#### AVAILABLE DATA ####

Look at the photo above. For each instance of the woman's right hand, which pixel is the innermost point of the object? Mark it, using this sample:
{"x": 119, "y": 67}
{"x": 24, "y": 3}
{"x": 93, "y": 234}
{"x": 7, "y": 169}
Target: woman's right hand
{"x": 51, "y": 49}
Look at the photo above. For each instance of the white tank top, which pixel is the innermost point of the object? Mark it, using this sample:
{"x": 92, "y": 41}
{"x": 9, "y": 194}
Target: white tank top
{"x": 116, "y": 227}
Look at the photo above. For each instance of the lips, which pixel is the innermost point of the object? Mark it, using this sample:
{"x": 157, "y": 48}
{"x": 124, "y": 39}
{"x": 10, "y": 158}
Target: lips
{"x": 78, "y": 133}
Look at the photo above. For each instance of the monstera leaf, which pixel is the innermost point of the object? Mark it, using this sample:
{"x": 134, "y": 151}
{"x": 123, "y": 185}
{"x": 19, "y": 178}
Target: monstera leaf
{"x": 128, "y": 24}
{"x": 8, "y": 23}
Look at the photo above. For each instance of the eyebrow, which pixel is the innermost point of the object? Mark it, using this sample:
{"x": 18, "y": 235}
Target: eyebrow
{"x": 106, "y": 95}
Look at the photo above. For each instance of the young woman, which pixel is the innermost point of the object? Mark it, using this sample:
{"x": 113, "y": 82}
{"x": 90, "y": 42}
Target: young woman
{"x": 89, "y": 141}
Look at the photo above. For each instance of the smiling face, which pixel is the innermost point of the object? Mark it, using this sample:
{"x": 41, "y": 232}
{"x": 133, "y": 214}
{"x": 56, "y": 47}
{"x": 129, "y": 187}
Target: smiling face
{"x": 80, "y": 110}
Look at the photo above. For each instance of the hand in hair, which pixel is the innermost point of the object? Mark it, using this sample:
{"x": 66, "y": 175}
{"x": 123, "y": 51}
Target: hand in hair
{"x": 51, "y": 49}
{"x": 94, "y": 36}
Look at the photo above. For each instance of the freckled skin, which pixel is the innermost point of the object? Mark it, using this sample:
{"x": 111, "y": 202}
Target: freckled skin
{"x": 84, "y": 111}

####
#### AVAILABLE DATA ####

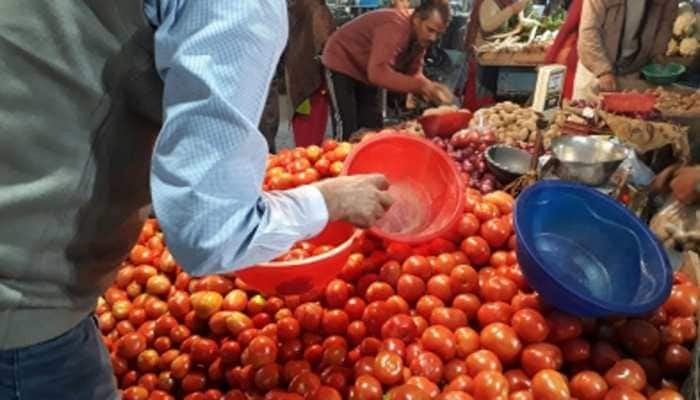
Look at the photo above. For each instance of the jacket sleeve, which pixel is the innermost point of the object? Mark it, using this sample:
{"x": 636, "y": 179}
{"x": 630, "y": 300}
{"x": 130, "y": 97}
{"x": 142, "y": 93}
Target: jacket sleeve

####

> _WHAT THE TASK REQUIRES_
In the records above, locate every line with the string "sleeve" and copy it.

> _TASK SOLUTION_
Look at the photo above. For each instance of the jacket sleeve, which pixel is the innermost point of the object? Mark it, using this sample:
Target: jacket sleeve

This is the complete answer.